Data shown -
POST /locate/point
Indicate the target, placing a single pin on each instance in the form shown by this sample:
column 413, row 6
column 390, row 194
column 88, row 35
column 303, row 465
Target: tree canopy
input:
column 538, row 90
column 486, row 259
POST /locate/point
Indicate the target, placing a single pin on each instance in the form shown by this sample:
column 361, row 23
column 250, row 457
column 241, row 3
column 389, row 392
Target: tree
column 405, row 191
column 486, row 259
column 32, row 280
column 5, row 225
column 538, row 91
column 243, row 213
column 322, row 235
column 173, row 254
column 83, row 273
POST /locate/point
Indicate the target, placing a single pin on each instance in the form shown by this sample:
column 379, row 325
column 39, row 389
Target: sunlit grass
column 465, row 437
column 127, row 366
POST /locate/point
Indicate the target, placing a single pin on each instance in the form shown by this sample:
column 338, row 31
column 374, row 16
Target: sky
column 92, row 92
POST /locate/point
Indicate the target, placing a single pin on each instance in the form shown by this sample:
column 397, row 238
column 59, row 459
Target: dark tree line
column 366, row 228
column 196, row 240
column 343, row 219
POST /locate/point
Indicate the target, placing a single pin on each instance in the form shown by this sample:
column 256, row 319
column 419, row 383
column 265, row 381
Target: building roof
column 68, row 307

...

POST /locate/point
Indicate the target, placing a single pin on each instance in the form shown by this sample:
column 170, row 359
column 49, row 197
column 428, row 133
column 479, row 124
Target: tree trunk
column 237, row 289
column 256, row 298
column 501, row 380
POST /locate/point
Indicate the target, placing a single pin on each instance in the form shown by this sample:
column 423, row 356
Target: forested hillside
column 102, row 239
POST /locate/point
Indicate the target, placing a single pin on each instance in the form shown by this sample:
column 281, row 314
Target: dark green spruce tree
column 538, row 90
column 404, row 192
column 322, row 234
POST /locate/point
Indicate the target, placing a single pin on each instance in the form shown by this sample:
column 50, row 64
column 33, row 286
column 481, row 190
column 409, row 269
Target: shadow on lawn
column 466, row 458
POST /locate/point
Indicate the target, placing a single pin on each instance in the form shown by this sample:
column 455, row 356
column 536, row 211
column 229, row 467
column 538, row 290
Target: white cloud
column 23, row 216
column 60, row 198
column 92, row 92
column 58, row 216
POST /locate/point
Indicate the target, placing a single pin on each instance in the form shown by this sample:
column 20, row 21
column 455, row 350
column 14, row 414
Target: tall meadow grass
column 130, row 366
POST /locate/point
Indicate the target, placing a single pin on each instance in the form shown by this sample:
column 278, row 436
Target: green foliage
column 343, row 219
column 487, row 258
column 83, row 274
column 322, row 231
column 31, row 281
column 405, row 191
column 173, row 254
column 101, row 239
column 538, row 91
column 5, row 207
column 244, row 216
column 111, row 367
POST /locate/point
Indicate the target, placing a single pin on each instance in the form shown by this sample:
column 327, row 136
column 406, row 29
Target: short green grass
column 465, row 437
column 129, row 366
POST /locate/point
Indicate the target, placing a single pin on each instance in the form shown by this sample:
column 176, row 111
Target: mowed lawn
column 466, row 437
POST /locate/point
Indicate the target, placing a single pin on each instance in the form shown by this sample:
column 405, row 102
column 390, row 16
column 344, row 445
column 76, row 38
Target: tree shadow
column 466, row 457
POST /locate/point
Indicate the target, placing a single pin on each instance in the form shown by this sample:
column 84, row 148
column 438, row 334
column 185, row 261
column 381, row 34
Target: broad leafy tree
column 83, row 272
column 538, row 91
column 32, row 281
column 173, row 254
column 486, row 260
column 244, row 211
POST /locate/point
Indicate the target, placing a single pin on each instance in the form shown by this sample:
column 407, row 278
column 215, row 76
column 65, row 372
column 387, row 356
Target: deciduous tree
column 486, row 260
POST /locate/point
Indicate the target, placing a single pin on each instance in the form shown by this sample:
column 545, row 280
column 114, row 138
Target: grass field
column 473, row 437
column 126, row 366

...

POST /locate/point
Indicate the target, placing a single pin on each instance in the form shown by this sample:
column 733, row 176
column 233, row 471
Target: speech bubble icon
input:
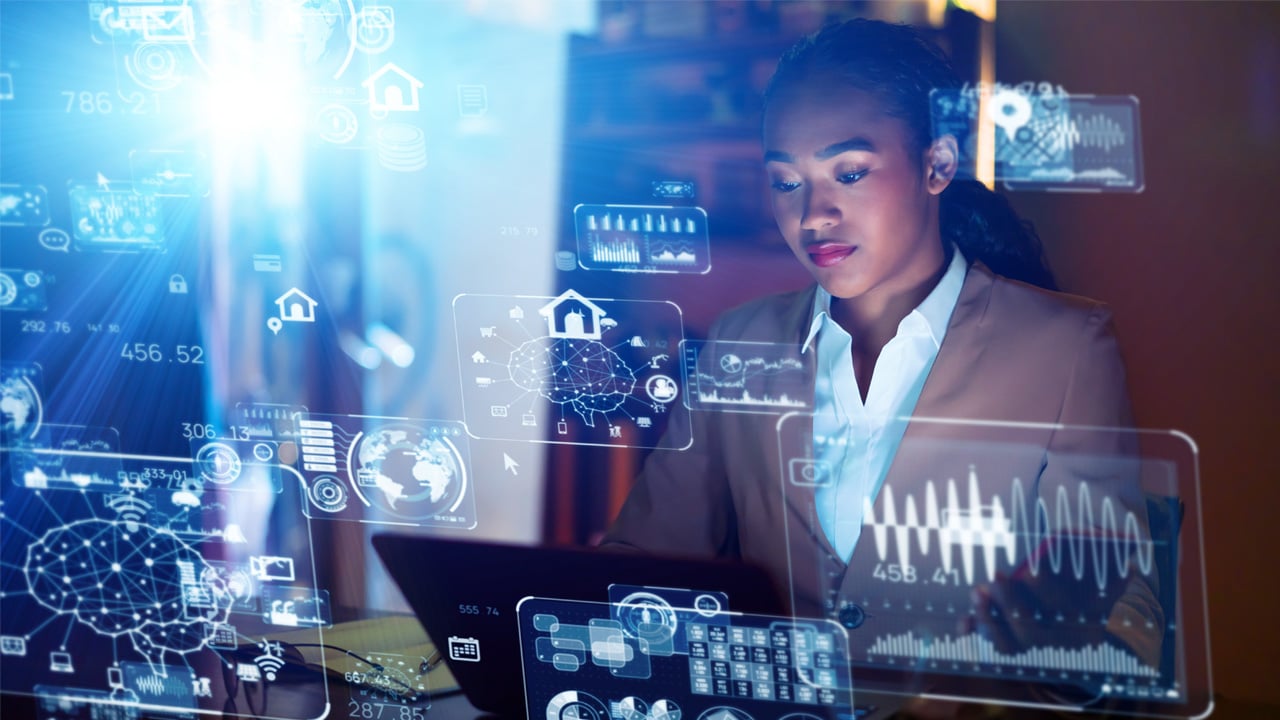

Assignment - Only the lines above from the one with "Target: tree shadow" through the one with "column 381, row 34" should be duplicated, character for character.

Answer -
Target: tree shadow
column 466, row 457
POST /locate/point
Indicate the target, placing a single pin on each instance in the form shown by this sample:
column 84, row 148
column 438, row 334
column 185, row 261
column 381, row 34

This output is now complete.